Reproduce the listing in full. Keep every character unchanged.

--- START ---

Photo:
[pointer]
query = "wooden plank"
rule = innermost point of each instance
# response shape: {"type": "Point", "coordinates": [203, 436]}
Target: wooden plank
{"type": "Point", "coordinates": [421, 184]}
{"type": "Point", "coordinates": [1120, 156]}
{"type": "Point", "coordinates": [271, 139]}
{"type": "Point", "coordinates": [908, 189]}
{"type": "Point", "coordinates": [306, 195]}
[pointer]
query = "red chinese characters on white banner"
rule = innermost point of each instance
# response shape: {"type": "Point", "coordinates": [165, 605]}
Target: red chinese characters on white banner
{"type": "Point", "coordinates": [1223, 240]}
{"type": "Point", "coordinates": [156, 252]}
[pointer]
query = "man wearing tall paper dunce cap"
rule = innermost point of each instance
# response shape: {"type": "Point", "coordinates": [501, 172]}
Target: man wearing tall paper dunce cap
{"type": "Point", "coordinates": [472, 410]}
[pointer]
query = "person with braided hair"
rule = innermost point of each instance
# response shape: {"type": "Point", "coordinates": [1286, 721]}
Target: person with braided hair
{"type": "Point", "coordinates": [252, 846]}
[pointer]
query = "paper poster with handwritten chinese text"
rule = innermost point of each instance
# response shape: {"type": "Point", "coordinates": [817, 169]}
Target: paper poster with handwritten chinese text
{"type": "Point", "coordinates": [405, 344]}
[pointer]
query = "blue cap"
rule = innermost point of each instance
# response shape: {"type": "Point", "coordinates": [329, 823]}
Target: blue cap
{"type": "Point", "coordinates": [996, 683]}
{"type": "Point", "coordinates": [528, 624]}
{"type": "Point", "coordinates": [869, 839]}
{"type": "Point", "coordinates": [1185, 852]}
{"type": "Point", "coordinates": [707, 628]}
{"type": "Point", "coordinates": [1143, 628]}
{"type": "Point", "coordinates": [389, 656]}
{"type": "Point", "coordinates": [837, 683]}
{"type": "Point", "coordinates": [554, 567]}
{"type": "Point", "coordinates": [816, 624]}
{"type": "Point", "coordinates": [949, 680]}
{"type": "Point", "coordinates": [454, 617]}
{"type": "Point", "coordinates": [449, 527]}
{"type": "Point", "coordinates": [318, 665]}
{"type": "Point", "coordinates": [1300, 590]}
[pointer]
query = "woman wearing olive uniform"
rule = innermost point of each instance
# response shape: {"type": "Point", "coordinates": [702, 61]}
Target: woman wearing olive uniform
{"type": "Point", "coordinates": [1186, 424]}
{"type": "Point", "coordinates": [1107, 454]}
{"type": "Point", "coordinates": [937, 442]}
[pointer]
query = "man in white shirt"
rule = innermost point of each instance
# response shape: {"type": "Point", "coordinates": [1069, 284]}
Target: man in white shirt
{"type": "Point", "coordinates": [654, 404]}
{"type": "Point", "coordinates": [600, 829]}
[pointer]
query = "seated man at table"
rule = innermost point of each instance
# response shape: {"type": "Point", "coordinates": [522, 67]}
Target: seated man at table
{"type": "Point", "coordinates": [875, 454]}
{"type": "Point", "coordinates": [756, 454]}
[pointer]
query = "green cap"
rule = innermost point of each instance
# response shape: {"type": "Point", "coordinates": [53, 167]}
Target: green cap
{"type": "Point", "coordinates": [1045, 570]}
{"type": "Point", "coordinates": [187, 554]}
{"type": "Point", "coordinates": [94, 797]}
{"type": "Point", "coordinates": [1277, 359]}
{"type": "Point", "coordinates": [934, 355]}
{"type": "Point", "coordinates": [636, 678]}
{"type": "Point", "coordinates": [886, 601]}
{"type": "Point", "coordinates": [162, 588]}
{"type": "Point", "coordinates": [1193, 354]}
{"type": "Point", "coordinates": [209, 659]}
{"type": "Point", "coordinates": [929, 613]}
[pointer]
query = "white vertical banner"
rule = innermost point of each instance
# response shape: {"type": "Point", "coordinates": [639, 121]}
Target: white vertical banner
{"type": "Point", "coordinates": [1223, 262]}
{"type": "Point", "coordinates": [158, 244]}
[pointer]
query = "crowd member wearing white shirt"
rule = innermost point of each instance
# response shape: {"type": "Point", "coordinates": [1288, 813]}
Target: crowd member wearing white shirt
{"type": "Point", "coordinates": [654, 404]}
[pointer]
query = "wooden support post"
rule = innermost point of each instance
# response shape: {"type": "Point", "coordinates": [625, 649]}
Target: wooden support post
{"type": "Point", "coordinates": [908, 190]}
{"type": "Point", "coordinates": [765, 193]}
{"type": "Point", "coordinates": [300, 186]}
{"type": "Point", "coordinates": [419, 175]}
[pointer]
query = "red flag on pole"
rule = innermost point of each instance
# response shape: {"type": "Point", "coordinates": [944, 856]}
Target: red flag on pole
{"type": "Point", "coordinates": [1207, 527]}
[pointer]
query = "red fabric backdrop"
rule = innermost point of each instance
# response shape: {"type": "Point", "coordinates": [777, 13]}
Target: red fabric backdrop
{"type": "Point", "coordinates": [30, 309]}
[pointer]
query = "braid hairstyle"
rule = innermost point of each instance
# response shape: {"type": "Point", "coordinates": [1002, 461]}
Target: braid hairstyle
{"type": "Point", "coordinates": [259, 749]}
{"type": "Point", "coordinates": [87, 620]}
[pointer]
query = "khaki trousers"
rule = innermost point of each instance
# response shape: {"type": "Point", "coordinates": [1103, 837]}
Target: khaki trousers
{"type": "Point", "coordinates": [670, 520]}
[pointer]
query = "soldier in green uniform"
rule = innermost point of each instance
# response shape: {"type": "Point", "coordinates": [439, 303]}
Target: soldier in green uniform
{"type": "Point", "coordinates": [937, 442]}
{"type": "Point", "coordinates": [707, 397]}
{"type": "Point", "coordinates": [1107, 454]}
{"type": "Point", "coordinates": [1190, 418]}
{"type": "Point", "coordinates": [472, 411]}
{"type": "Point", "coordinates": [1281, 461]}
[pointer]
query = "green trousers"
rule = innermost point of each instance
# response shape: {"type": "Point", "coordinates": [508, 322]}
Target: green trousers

--- END ---

Output of the exercise:
Photo:
[pointer]
query = "wooden plank"
rule = innermost point of each instance
# response shape: {"type": "Point", "coordinates": [203, 436]}
Target: wooden plank
{"type": "Point", "coordinates": [421, 184]}
{"type": "Point", "coordinates": [1120, 156]}
{"type": "Point", "coordinates": [271, 139]}
{"type": "Point", "coordinates": [908, 189]}
{"type": "Point", "coordinates": [306, 195]}
[pointer]
query = "red chinese characters on white banner"
rule = innermost point of each instance
# response shape: {"type": "Point", "coordinates": [165, 605]}
Target: red chinese characters on white banner
{"type": "Point", "coordinates": [1223, 240]}
{"type": "Point", "coordinates": [156, 252]}
[pointer]
query = "man wearing tall paper dunce cap"
rule = innermost point of each instance
# response shape: {"type": "Point", "coordinates": [501, 172]}
Target: man wearing tall paper dunce cap
{"type": "Point", "coordinates": [472, 410]}
[pointer]
query = "person with braided hair"
rule = innermost point of each instance
# response shape: {"type": "Point", "coordinates": [1286, 721]}
Target: person with braided hair
{"type": "Point", "coordinates": [252, 846]}
[pointer]
query = "paper poster with handwritten chinese text"
rule = innermost point of each instance
# response shape: {"type": "Point", "coordinates": [817, 169]}
Target: paper poster with handwritten chinese text
{"type": "Point", "coordinates": [405, 344]}
[pointer]
query = "blue cap"
rule = innermost point of each instance
# response shape: {"type": "Point", "coordinates": [329, 823]}
Target: blue cap
{"type": "Point", "coordinates": [996, 683]}
{"type": "Point", "coordinates": [528, 624]}
{"type": "Point", "coordinates": [869, 839]}
{"type": "Point", "coordinates": [1185, 852]}
{"type": "Point", "coordinates": [707, 628]}
{"type": "Point", "coordinates": [1143, 628]}
{"type": "Point", "coordinates": [389, 656]}
{"type": "Point", "coordinates": [837, 683]}
{"type": "Point", "coordinates": [554, 567]}
{"type": "Point", "coordinates": [816, 624]}
{"type": "Point", "coordinates": [949, 680]}
{"type": "Point", "coordinates": [454, 617]}
{"type": "Point", "coordinates": [449, 527]}
{"type": "Point", "coordinates": [318, 665]}
{"type": "Point", "coordinates": [1300, 590]}
[pointer]
query = "woman wearing olive uniform"
rule = innermost point of each instance
# response shape: {"type": "Point", "coordinates": [702, 61]}
Target: woman wearing olive uniform
{"type": "Point", "coordinates": [1186, 424]}
{"type": "Point", "coordinates": [1107, 454]}
{"type": "Point", "coordinates": [937, 442]}
[pointer]
query = "man in white shirt"
rule = innermost point of each instance
# response shape: {"type": "Point", "coordinates": [1069, 284]}
Target: man in white shirt
{"type": "Point", "coordinates": [654, 404]}
{"type": "Point", "coordinates": [600, 829]}
[pointer]
query = "seated man at table"
rule = innermost point of each instance
# response shape: {"type": "Point", "coordinates": [522, 67]}
Target: seated man at table
{"type": "Point", "coordinates": [875, 454]}
{"type": "Point", "coordinates": [756, 454]}
[pointer]
query = "green cap"
rule = innermost point of each instance
# response shape: {"type": "Point", "coordinates": [53, 167]}
Target: green cap
{"type": "Point", "coordinates": [1045, 570]}
{"type": "Point", "coordinates": [187, 554]}
{"type": "Point", "coordinates": [94, 797]}
{"type": "Point", "coordinates": [1277, 359]}
{"type": "Point", "coordinates": [934, 355]}
{"type": "Point", "coordinates": [636, 678]}
{"type": "Point", "coordinates": [886, 601]}
{"type": "Point", "coordinates": [162, 588]}
{"type": "Point", "coordinates": [1193, 354]}
{"type": "Point", "coordinates": [209, 659]}
{"type": "Point", "coordinates": [929, 613]}
[pointer]
query = "white vertical banner"
rule = innermost point of each instance
# response shape: {"type": "Point", "coordinates": [639, 121]}
Target: white vertical banner
{"type": "Point", "coordinates": [1223, 262]}
{"type": "Point", "coordinates": [158, 244]}
[pointer]
query = "crowd member wearing white shirt"
rule = innermost point of each instance
# response shape: {"type": "Point", "coordinates": [1288, 813]}
Target: crowd member wearing white shirt
{"type": "Point", "coordinates": [654, 404]}
[pointer]
query = "wooden support post"
rule = innermost point of each instance
# response shape: {"type": "Point", "coordinates": [625, 649]}
Target: wooden support post
{"type": "Point", "coordinates": [908, 190]}
{"type": "Point", "coordinates": [765, 193]}
{"type": "Point", "coordinates": [300, 186]}
{"type": "Point", "coordinates": [419, 175]}
[pointer]
query = "red flag on pole"
rule = innermost point of each instance
# response shape: {"type": "Point", "coordinates": [944, 856]}
Target: red flag on pole
{"type": "Point", "coordinates": [1207, 527]}
[pointer]
query = "red fabric backdrop"
rule = innermost point of each instance
# response shape: {"type": "Point", "coordinates": [777, 13]}
Target: red fabric backdrop
{"type": "Point", "coordinates": [30, 309]}
[pointer]
query = "braid hairstyle"
rule = innermost point of each instance
# response shape: {"type": "Point", "coordinates": [1002, 461]}
Target: braid hairstyle
{"type": "Point", "coordinates": [259, 749]}
{"type": "Point", "coordinates": [87, 620]}
[pointer]
query = "khaki trousers"
rule = innermost point of each instance
# response shape: {"type": "Point", "coordinates": [1103, 837]}
Target: khaki trousers
{"type": "Point", "coordinates": [670, 520]}
[pointer]
query = "soldier in green uniform"
rule = innermost point of each instance
# response shape: {"type": "Point", "coordinates": [439, 303]}
Target: soldier in green uniform
{"type": "Point", "coordinates": [937, 442]}
{"type": "Point", "coordinates": [707, 397]}
{"type": "Point", "coordinates": [1107, 454]}
{"type": "Point", "coordinates": [1190, 418]}
{"type": "Point", "coordinates": [472, 411]}
{"type": "Point", "coordinates": [1281, 461]}
[pointer]
query = "green trousers"
rule = innermost point of each instance
# response shape: {"type": "Point", "coordinates": [508, 322]}
Target: green trousers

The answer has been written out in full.